## SELECTION

Metamorphic engines have several options to choose from to construct the information needed for successful transformation and attachment. As described in Section 3, the designer can choose not to provide the information, or can choose to assume properties, encode the required information, or extract it.

Provide no information.

Choosing not to provide the information will restrict the designer's options for transformations. For example, one of the most commonly required pieces of information is a control-flow graph (CFG). A CFG is required to "rewire" the control flow if the starts of basic blocks are moved during transformation. So if a CFG is not available the malware author may not, in general, be able to add transformations that shrink or grow the program. Similar information, including register liveness and block-boundary information, are also commonly needed during transformation. Without them the engine designer is analogously restricted in the payload and engine code, and in the choice of transformations relating to registers and code blocks. This restriction is felt particularly keenly when implementing conditional transformations (see Section 4.4).

Restrictions on the transformations normally constrain the effects of metamorphism, reducing the variation and simplifying the problem of scanning. For example, without liveness, many expression transformations are not feasible, and then compiler techniques such as constant folding might be used to counteract variation-inducing transformations, thus assisting the scanner. In general, A number of other exact and approximate techniques were developed to assist anti-malware scanners in detecting metamorphic malware that uses these techniques. Code normalization techniques have been proposed to counter the code substitution and instruction reordering transformations (Lakhotia and Mohammed 2004; Bruschi, Martignoni et al. 2006; Walenstein, Mathur et al. 2006). Techniques based on analyzing the structure of the malware's code and its control-flow graph have also been studied to counter the effects of these and other transformations (Kruegel, Kirda et al. 2005; Bruschi, Martignoni et al. 2006) (Jha, Seshia et al. 2005).

Assumptions.

The designer can choose to encode certain assumptions within the engine, obviating the need for the information. Since code is written by the malware author herself, she can ascertain that the assumptions hold throughout her code. This choice simplifies construction, but restricts the code to only that which follows the assumptions. Furthermore, the choice may also make certain transformations more difficult, or even impossible. For example, if Analyze and Transform steps make use of the property "register eax is not live after a push eax", it needs to be preserved for it to work correctly again in its offspring. Thus the Transform organ must generally ensure that this property holds across all variants of the malware.

Encoding.

Hints or data may be encoded using a certain pattern of code. For instance, as it propagates, metamorphic malware can also carry a data structure encoding the malware's full CFG. Alternatively, it might encode only some hints in the code that tells it how to obtain the targets of an indirect jump or call instruction. The metamorphic engine can use the CFG for its analysis, transform the code, and create an encoding of the new CFG. The construction of the initial CFG can be done with special tools, or manually, before the malware is released.

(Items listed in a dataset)
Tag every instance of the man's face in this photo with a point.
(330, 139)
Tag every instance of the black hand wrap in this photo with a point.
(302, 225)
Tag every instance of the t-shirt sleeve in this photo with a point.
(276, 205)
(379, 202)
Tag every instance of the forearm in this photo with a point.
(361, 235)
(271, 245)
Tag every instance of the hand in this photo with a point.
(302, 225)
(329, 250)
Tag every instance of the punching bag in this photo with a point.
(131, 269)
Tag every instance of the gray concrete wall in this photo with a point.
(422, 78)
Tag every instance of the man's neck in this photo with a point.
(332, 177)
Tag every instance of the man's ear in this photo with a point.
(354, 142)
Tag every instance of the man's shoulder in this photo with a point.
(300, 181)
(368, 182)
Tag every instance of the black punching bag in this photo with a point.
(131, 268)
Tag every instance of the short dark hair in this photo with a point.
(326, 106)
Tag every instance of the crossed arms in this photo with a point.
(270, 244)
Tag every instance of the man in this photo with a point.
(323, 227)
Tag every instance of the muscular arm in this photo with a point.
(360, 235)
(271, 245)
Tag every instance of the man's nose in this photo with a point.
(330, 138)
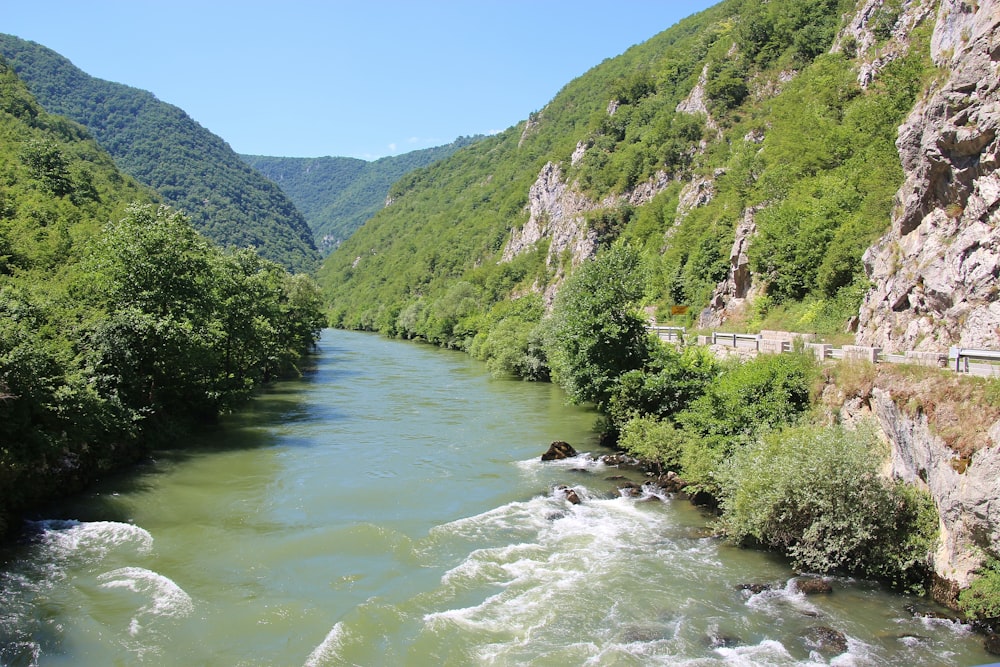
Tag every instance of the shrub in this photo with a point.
(981, 600)
(669, 383)
(652, 440)
(815, 494)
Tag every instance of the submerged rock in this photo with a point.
(754, 589)
(992, 643)
(826, 640)
(559, 450)
(671, 482)
(569, 494)
(813, 586)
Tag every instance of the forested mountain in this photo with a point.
(119, 323)
(161, 146)
(817, 166)
(336, 195)
(765, 121)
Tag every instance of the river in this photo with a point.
(390, 508)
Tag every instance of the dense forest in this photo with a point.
(814, 152)
(119, 323)
(162, 147)
(760, 106)
(336, 195)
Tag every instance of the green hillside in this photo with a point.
(162, 147)
(788, 133)
(336, 195)
(119, 323)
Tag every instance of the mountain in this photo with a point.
(336, 195)
(827, 167)
(750, 152)
(161, 146)
(674, 146)
(120, 325)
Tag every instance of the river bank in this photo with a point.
(392, 507)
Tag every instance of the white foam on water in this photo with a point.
(583, 461)
(776, 600)
(165, 598)
(329, 648)
(547, 577)
(93, 540)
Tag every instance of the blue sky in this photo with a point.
(305, 78)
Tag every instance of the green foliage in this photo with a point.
(511, 341)
(596, 334)
(652, 440)
(336, 195)
(981, 600)
(162, 147)
(745, 400)
(666, 385)
(113, 337)
(815, 494)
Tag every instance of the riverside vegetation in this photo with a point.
(781, 133)
(119, 323)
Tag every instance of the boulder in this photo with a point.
(992, 643)
(559, 450)
(568, 493)
(630, 490)
(826, 640)
(813, 586)
(754, 589)
(671, 482)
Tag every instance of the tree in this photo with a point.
(596, 333)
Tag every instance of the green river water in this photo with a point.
(390, 508)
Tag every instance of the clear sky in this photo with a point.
(306, 78)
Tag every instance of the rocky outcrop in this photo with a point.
(555, 211)
(695, 105)
(935, 273)
(730, 296)
(879, 33)
(963, 489)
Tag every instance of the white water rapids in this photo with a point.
(391, 509)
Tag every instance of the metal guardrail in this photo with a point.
(964, 354)
(718, 337)
(958, 357)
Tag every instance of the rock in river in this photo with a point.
(559, 450)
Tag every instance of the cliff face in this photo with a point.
(963, 485)
(935, 272)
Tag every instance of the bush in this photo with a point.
(670, 382)
(652, 440)
(595, 333)
(815, 494)
(981, 600)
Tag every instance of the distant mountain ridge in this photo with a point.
(161, 146)
(336, 195)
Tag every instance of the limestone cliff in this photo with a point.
(935, 272)
(944, 438)
(557, 213)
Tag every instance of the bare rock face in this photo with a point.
(935, 272)
(731, 294)
(556, 211)
(863, 31)
(965, 495)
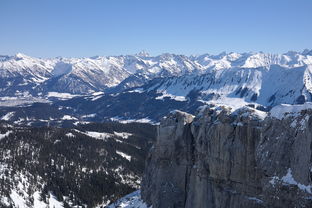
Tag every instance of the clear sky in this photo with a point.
(79, 28)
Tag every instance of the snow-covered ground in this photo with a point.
(132, 200)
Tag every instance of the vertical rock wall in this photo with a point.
(227, 160)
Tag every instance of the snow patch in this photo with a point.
(132, 200)
(283, 110)
(128, 157)
(288, 179)
(7, 116)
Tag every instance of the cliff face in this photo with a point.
(223, 159)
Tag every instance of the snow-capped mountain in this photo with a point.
(22, 74)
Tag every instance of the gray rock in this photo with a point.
(227, 160)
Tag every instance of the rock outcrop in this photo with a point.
(227, 159)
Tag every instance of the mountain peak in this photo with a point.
(143, 54)
(21, 56)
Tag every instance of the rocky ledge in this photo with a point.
(227, 159)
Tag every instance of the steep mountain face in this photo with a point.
(88, 166)
(230, 159)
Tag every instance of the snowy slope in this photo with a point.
(24, 74)
(132, 200)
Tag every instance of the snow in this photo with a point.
(96, 135)
(70, 134)
(173, 97)
(68, 117)
(7, 116)
(141, 120)
(62, 96)
(37, 201)
(54, 203)
(128, 157)
(123, 135)
(288, 179)
(283, 110)
(18, 200)
(132, 200)
(5, 134)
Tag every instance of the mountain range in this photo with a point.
(146, 88)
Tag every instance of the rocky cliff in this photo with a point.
(227, 159)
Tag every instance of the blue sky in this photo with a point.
(79, 28)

## STATED PROBLEM
Decide whether each statement agrees with the passage on metamorphic engines, answering yes or no and quoting the words of the passage that settle it. (a) A CFG is needed to rewire control flow when the starts of basic blocks get moved. (b) Encoding assumptions within the engine makes construction harder. (c) The initial CFG can only be built automatically after the malware is released. These rows were drawn from an unrelated source.

## SOLUTION TO THIS TASK
(a) Yes: "A CFG is required to "rewire" the control flow if the starts of basic blocks are moved during transformation."
(b) No: "This choice simplifies construction, but restricts the code to only that which follows the assumptions."
(c) No: "The construction of the initial CFG can be done with special tools, or manually, before the malware is released."